● **İncelenen metin**:
········
Onlar semavi dinlerin ve Sümer mitolojisinin ortak anlatılarından biri olan, yeryüzüne ilk doğan, yeryüzünde ilk ölen ve yeryüzünde sonsuzlukla lanetleneni konu alan ve temasının önemiyle bugün bile bilinen en eski kıssanın katili ve maktulü olan Habil ve Kabil’dir.  

Habil ve Kabil’in hikayesi dinlerde ve mitolojilerde çok farklı versiyonlarda anlatılmıştır. Ancak yaygın olarak bilinen İslami gelenekteki halidir. Buna göre anlatı şu şekildedir: 

Habil ve Kabil Hz. Adem ve Hz. Havva’nın çocuklarındandır. Habil çobanlık yaparken, Kabil ise çiftçilikle uğraşıyordu. Tanrı, her iki kardeşin de kendisine birer kurban sunmalarını istedi. Habil, en sevdiği koyununu kurban olarak sunarken, Kabil ise tarlasından topladığı en kötü ürünleri sunmaya karar verdi.

Kur’an’da Habil ve Kabil hikayesine “Maide Suresi” içerisinde rastlanır. Burada direkt olarak Habil ve Kabil adı geçmez. Surede yer alan kısım şöyledir: “27, 28, 29. Onlara Âdem’in iki oğlunun gerçek olan haberini oku: Onların her ikisi birer kurban takdim etmişlerdi de birininki kabul edilmiş, öbürününki kabul edilmemişti. Kurbanı kabul edilmeyen, kardeşine: “Seni öldüreceğim” dedi. O da: “Allah, ancak müttakilerden kabul buyurur, dedi. Yemin ederim ki, sen beni öldürmek için el kaldırırsan, ben seni öldürmek için sana el kaldırmam. Çünkü ben âlemlerin Rabbi olan Allah’tan korkarım. ” “Ben isterim ki sen, kendi günahınla beraber benim günahımı da yüklenesin de cehennemliklerden olasın. Zalimlerin cezası işte budur! ” [3, 62; 18, 13; 19, 34] {KM, Tekvin 4, 3-12; Makkabe 7, 11}”

Tanrı, Habil’in kurbanını kabul ederken, Kabil’in kurbanını kabul etmedi. Bu durum, Kabil’i öfkelendirerek kardeşine saldırmaya karar vermesine neden oldu. Kabil, Habil’i öldürdü ve ardından büyük bir pişmanlık duydu. Kabil’in bu pişmanlığına rağmen, Tanrı tarafından lanetlenerek yeryüzünde dolaşması cezasına çarptırıldı.
········
● **Veri kesiti**:
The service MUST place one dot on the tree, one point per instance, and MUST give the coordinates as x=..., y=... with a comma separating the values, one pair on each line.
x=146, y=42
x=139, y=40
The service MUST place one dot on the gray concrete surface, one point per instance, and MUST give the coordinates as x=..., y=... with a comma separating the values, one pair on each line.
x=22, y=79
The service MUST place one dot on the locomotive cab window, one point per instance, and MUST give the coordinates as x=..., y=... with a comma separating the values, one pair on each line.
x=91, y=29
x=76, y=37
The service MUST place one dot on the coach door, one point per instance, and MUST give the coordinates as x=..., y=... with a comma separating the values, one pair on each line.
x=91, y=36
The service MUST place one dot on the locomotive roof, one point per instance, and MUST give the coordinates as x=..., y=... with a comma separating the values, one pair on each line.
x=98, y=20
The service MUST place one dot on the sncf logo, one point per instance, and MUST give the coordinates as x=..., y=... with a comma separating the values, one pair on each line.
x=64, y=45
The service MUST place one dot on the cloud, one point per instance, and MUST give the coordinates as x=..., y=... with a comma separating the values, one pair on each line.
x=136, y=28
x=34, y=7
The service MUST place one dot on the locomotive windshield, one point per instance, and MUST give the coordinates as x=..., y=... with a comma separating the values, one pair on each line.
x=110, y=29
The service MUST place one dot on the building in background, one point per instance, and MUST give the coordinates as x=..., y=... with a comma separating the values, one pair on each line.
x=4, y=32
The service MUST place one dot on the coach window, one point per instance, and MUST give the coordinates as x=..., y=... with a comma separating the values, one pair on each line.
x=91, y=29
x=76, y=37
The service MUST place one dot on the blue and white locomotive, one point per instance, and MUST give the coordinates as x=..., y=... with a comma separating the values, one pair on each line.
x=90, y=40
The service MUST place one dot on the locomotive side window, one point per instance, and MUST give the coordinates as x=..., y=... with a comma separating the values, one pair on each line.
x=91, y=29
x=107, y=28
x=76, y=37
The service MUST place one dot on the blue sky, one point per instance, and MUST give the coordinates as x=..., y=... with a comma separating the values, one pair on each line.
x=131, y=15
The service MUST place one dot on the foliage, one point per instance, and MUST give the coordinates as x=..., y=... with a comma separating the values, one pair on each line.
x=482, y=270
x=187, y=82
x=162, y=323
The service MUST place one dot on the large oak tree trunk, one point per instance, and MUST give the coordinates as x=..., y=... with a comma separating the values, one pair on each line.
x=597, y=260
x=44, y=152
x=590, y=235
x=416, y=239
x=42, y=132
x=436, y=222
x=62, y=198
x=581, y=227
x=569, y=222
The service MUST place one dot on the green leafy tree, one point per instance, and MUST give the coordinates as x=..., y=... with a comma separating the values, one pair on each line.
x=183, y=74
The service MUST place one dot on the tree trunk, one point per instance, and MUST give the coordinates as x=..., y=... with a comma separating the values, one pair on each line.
········
● **Yapılacak görevler**:
1) Habil ile Kabil hakkındaki metne göre Kabil hangi işle uğraşıyordu?
2) Habil ile Kabil hakkındaki metinde "Habil ve Kabil’in" sözlerini içeren yerle açılıp "sunmaya karar verdi." ile kapanan bölümü hiç değiştirmeden yazın.

● **Görev sonuçları**:
1) Kabil çiftçilikle uğraşıyordu.

2)
Habil ve Kabil’in hikayesi dinlerde ve mitolojilerde çok farklı versiyonlarda anlatılmıştır. Ancak yaygın olarak bilinen İslami gelenekteki halidir. Buna göre anlatı şu şekildedir: 

Habil ve Kabil Hz. Adem ve Hz. Havva’nın çocuklarındandır. Habil çobanlık yaparken, Kabil ise çiftçilikle uğraşıyordu. Tanrı, her iki kardeşin de kendisine birer kurban sunmalarını istedi. Habil, en sevdiği koyununu kurban olarak sunarken, Kabil ise tarlasından topladığı en kötü ürünleri sunmaya karar verdi.